What is expected >> Find every line in the records below that contains the word "white" and copy each of those lines.

Material provided >>
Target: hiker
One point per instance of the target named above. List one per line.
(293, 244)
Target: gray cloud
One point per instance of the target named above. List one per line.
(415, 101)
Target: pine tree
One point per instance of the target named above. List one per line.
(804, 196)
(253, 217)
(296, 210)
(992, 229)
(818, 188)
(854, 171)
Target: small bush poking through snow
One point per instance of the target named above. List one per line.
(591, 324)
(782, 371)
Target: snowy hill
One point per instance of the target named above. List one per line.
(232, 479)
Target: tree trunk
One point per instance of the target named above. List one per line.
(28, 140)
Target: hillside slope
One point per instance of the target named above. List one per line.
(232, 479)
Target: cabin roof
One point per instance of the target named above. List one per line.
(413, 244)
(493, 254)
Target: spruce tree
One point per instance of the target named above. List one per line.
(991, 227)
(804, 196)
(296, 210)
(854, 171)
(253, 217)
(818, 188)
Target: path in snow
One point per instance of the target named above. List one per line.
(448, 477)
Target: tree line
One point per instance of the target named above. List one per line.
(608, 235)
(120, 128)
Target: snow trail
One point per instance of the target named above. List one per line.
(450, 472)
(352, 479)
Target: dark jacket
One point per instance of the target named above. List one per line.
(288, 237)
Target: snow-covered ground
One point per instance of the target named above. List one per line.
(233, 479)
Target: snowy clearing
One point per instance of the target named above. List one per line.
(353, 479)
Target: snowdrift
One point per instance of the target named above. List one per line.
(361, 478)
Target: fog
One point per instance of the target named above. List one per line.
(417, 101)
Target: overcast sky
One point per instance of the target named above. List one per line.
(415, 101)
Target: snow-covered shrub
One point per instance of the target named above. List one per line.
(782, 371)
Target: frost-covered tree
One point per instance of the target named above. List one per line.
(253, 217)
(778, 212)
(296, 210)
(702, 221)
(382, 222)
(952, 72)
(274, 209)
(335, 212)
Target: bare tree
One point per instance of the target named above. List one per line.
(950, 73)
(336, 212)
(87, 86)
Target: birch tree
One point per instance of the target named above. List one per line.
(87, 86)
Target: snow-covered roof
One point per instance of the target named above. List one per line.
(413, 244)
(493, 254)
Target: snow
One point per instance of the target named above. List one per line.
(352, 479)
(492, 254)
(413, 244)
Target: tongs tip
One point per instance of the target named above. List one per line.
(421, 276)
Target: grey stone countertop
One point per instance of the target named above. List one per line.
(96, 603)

==

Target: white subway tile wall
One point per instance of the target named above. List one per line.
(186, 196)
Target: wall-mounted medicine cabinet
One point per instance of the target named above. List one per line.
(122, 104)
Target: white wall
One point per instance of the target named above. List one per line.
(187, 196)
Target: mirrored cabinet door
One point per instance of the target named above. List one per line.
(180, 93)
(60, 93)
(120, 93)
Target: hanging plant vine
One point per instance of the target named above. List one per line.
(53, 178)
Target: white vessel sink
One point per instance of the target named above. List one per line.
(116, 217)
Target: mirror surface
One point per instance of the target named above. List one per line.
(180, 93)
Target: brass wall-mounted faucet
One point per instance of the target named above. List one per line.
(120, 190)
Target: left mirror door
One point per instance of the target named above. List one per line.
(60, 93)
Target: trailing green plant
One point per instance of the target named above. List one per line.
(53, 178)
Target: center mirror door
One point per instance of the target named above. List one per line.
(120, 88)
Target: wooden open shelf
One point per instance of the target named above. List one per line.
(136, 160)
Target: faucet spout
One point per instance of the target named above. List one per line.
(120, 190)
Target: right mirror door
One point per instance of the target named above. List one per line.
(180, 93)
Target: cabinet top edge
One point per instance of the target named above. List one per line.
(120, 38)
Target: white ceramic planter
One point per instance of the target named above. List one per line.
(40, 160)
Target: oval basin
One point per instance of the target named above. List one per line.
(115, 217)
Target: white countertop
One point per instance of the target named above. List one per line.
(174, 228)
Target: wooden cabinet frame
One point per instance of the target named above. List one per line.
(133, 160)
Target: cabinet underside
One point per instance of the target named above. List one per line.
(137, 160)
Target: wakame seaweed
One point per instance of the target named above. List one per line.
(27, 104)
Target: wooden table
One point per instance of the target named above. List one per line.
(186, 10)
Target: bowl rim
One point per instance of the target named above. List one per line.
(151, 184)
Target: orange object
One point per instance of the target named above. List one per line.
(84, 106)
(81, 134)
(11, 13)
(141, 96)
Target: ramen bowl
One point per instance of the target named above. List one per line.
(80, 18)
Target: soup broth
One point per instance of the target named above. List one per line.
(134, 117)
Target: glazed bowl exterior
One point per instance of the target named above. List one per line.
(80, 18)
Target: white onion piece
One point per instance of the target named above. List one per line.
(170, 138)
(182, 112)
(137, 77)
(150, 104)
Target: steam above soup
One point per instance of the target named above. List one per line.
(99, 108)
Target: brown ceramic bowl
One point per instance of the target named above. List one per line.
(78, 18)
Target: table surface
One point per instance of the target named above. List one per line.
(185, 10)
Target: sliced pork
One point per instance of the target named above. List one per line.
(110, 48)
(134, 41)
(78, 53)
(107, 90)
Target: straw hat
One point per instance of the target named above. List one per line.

Solution to this exercise >>
Target: white subway tile wall
Target: white wall
Target: white vessel sink
Target: white ceramic planter
Target: white countertop
Target: white onion piece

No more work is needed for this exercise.